▶ [Problem to work on]: Give the number of lines containing "green" in this listing, with no other words.

▶ [Provided material]:

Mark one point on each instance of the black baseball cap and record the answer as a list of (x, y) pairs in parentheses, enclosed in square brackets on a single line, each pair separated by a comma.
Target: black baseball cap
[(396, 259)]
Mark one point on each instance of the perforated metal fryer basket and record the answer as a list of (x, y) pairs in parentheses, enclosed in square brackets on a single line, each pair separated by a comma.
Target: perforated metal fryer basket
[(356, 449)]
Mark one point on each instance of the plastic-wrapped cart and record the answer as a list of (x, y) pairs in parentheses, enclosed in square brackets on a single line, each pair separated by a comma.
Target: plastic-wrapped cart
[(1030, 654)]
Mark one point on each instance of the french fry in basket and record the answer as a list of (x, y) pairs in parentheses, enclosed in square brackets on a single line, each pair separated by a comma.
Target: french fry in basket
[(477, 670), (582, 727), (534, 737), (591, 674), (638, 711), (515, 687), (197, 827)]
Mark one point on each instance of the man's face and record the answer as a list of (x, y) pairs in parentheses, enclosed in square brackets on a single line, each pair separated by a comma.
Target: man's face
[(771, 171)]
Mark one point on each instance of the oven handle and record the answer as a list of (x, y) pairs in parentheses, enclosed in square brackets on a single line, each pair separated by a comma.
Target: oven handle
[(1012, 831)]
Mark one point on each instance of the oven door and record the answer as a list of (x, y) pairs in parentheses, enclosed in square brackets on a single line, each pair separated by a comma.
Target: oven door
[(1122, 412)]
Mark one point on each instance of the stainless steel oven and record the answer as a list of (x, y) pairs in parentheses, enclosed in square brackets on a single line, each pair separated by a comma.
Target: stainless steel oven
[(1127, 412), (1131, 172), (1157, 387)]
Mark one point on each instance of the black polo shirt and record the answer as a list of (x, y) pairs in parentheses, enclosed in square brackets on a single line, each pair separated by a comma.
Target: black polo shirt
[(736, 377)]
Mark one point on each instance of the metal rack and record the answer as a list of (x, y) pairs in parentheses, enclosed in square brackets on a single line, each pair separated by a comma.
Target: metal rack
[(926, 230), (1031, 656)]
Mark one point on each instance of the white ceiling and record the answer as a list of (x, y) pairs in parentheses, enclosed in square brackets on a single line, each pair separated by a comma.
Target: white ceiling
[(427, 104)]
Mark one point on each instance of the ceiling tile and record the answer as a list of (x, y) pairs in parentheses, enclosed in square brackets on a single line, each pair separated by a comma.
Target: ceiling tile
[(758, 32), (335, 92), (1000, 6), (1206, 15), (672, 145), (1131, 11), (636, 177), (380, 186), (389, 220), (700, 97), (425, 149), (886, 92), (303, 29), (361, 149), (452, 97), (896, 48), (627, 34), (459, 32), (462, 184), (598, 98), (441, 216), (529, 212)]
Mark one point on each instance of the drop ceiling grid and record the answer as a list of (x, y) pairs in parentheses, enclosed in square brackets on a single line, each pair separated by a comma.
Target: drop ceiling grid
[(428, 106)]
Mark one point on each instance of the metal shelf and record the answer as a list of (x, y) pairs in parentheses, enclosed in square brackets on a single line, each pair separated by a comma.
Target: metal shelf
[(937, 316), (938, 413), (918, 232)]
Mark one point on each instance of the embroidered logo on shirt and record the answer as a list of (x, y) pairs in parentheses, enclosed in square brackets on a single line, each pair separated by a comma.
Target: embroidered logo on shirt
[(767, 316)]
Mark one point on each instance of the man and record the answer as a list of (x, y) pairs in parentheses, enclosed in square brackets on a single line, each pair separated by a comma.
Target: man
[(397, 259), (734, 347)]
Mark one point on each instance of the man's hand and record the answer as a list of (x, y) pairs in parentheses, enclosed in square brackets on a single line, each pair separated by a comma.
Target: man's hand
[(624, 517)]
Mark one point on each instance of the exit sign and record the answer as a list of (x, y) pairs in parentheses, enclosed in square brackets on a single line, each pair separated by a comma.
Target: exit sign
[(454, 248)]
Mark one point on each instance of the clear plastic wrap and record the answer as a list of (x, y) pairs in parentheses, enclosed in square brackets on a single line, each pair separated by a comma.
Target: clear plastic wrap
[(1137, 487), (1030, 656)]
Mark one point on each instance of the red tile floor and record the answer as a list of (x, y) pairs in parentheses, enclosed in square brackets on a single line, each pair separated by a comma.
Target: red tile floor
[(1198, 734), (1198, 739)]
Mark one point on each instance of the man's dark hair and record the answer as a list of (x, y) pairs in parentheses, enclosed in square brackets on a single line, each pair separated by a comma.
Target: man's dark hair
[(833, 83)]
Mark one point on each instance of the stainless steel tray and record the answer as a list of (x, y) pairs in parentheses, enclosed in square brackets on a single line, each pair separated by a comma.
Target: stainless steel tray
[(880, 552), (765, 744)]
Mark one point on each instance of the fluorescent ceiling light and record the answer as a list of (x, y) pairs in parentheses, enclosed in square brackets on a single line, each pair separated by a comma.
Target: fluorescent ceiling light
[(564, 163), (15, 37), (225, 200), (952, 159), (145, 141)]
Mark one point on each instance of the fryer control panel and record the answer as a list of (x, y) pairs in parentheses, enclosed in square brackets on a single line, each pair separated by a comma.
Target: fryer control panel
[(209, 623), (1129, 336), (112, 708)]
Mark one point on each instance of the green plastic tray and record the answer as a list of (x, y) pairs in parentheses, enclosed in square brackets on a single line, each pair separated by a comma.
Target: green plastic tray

▶ [Solution to the problem]: 2